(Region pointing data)
____________

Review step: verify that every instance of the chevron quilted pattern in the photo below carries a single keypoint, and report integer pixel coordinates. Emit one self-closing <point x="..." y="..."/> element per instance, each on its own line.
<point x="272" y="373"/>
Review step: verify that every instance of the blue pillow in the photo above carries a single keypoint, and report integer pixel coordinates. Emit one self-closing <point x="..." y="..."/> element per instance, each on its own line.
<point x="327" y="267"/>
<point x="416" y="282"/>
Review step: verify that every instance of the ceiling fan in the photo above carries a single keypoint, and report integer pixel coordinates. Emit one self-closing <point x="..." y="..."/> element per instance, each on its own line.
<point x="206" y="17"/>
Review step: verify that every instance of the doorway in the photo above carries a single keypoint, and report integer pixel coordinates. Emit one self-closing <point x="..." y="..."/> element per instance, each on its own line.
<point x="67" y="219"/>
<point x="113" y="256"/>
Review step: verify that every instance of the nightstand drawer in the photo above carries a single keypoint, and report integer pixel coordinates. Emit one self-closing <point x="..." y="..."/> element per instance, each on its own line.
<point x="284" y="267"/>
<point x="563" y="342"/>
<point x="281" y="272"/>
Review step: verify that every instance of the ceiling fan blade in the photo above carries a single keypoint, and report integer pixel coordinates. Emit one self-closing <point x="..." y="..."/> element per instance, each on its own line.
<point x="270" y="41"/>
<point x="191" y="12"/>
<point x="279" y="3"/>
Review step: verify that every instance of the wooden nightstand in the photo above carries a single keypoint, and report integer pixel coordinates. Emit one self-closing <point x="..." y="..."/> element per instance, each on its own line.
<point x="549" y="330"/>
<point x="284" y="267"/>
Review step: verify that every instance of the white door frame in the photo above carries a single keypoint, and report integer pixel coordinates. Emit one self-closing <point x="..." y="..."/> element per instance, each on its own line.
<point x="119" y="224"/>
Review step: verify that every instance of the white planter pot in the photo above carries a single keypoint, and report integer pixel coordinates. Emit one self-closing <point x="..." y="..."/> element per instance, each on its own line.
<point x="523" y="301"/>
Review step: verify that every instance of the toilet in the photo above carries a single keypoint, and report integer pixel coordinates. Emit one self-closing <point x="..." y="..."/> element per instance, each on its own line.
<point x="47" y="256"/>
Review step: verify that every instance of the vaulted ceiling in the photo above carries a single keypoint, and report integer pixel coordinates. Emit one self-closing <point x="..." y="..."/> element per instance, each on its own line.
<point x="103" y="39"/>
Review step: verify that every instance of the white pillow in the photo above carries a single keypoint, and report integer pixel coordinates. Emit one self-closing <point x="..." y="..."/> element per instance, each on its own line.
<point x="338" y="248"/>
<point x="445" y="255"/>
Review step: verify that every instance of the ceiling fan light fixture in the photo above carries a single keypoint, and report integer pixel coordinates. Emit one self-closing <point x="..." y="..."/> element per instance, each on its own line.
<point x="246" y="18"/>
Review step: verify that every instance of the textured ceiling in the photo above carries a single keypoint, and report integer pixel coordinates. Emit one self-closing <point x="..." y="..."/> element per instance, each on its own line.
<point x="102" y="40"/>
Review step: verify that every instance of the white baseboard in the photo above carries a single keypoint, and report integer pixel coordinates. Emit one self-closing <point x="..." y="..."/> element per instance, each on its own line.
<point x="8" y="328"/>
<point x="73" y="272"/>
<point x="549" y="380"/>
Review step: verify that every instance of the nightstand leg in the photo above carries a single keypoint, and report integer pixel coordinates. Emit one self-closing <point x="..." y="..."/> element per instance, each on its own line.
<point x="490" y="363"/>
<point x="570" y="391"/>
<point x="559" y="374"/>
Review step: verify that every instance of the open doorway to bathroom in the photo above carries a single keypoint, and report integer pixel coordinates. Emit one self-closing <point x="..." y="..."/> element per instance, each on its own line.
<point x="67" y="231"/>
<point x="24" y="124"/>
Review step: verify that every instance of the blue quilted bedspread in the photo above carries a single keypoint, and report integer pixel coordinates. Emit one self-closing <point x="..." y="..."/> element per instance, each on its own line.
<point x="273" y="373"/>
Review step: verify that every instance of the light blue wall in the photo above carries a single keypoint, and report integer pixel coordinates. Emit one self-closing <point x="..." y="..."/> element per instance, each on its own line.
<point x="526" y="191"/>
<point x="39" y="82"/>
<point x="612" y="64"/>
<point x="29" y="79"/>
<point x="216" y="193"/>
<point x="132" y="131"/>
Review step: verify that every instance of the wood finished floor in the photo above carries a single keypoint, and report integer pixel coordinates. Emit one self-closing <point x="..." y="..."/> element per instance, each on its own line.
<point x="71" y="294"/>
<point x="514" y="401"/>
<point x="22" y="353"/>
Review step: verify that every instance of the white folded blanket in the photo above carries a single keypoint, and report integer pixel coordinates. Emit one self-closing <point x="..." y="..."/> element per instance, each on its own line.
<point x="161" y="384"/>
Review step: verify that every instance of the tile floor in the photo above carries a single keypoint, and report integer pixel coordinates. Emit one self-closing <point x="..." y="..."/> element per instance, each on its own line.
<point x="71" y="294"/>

____________

Exercise:
Print all of the data exactly as it stands above.

Written answer:
Review step: verify that every instance of the chevron quilted pattern in the photo below carries a single keypoint, and report integer pixel coordinates. Emit one self-closing <point x="..." y="..."/> element per instance, each on its own line.
<point x="272" y="373"/>
Review step: verify that every instance of the blue pillow in the photo above carries a single keypoint, and report integer pixel coordinates. Emit one self-closing <point x="..." y="..."/> element per instance, each on its own line.
<point x="327" y="267"/>
<point x="416" y="282"/>
Review step: verify that every instance of the ceiling fan in the photo above carries a single keypoint, and report integer pixel coordinates. Emit one self-closing <point x="..." y="..."/> element per instance, each on its own line.
<point x="206" y="17"/>
Review step: verify that every instance of the doorway in the photo above carries a single keypoint, and report integer pixel coordinates. Emit one self-closing <point x="..." y="..."/> element per instance, each on its own line.
<point x="67" y="219"/>
<point x="113" y="256"/>
Review step: verify that every instance of the nightstand drawer in the photo above carries a single keypoint, and report integer pixel coordinates. Emit one self-closing <point x="..." y="..."/> element per instance, each on its own line.
<point x="284" y="267"/>
<point x="563" y="342"/>
<point x="281" y="272"/>
Review step: verify that every instance of the ceiling fan blade in the photo above carries a single keypoint, and report integer pixel coordinates. Emit one self-closing <point x="..." y="..."/> element per instance, each on its own line.
<point x="270" y="41"/>
<point x="191" y="12"/>
<point x="279" y="3"/>
Review step: verify that every instance of the wooden nightstand in the photo above carries a single keypoint, and report integer pixel coordinates. Emit one self-closing <point x="..." y="..."/> element per instance, each on its own line.
<point x="549" y="330"/>
<point x="284" y="267"/>
Review step: verify that every instance of the white door frame in the photo above carries a single keypoint, and report integer pixel coordinates. Emit one self-closing <point x="..." y="..."/> element per instance, each on its own line.
<point x="119" y="224"/>
Review step: verify that every instance of the white planter pot in the photo above carries a single keypoint, and report integer pixel coordinates. Emit one self-closing <point x="..." y="..."/> element per instance, each on its own line.
<point x="523" y="301"/>
Review step: verify that every instance of the toilet in the photo above carries a single keypoint, and report integer pixel coordinates. Emit one self-closing <point x="..." y="..."/> element per instance, each on its own line.
<point x="47" y="256"/>
Review step: verify that every instance of the vaulted ceiling in the photo above carries a single keypoint, and report integer pixel coordinates. Emit one self-closing <point x="..." y="..."/> element per instance, each on its own line.
<point x="103" y="39"/>
Review step: verify that every instance of the white pillow in the photo above carries a single keypoint, and report integer pixel coordinates. Emit one self-closing <point x="..." y="..."/> element per instance, each on its own line.
<point x="338" y="248"/>
<point x="445" y="255"/>
Review step: verify that every instance of the ceiling fan light fixture in the photo above carries a single keypoint, and report integer pixel coordinates. Emit one self-closing <point x="..." y="..."/> element per instance, each on its own line.
<point x="246" y="18"/>
Review step: verify that every instance of the textured ceiling in the photo above carries a single keypoint, and report integer pixel coordinates. Emit one self-closing <point x="..." y="..."/> element per instance, each on its own line.
<point x="102" y="40"/>
Review step: verify that every instance of the white baseboard in the photo above carries a single keypoint, and report integer pixel coordinates. Emit one self-closing <point x="..." y="..."/> element per instance, each on its own line.
<point x="8" y="328"/>
<point x="73" y="272"/>
<point x="549" y="380"/>
Review step: verify that every instance of the nightstand leg in the photo above carries a single keypoint, and report integer pixel coordinates. Emit one self-closing <point x="..." y="..."/> element per instance, each on its own line.
<point x="490" y="363"/>
<point x="570" y="391"/>
<point x="559" y="374"/>
Review step: verify that every instance of the open doorway to bathroom in the photo above carries a single keypoint, and report integer pixel coordinates. Emit one self-closing <point x="..." y="..."/> element per instance, each on its own line.
<point x="67" y="231"/>
<point x="24" y="124"/>
Review step: verify that every instance of the blue quilted bedspread in the photo above carries a single keypoint, and report integer pixel coordinates. Emit one self-closing <point x="..." y="..."/> element per instance, each on its own line.
<point x="273" y="373"/>
Review step: verify that every instance of the light blue wall in the photo above carries a single keypoint, and report integer pixel coordinates. Emit one self-closing <point x="..." y="..."/> element per instance, each on its own line.
<point x="526" y="191"/>
<point x="39" y="82"/>
<point x="612" y="64"/>
<point x="29" y="79"/>
<point x="216" y="193"/>
<point x="132" y="131"/>
Review step: verify that every instance of the wood finished floor in the photo above carries a single keypoint, and report integer pixel coordinates. Emit one self-closing <point x="..." y="..."/> element per instance, each on its own line.
<point x="71" y="294"/>
<point x="514" y="401"/>
<point x="22" y="353"/>
Review step: verify that every instance of the white folded blanket in the photo above carries a single keypoint, and report integer pixel coordinates. Emit one self-closing <point x="..." y="..."/> element per instance, each on its own line.
<point x="161" y="384"/>
Review step: verify that every instance of the tile floor in the photo above carries a single keypoint, and report integer pixel coordinates. Emit one self-closing <point x="..." y="..."/> element per instance, each on its own line.
<point x="71" y="294"/>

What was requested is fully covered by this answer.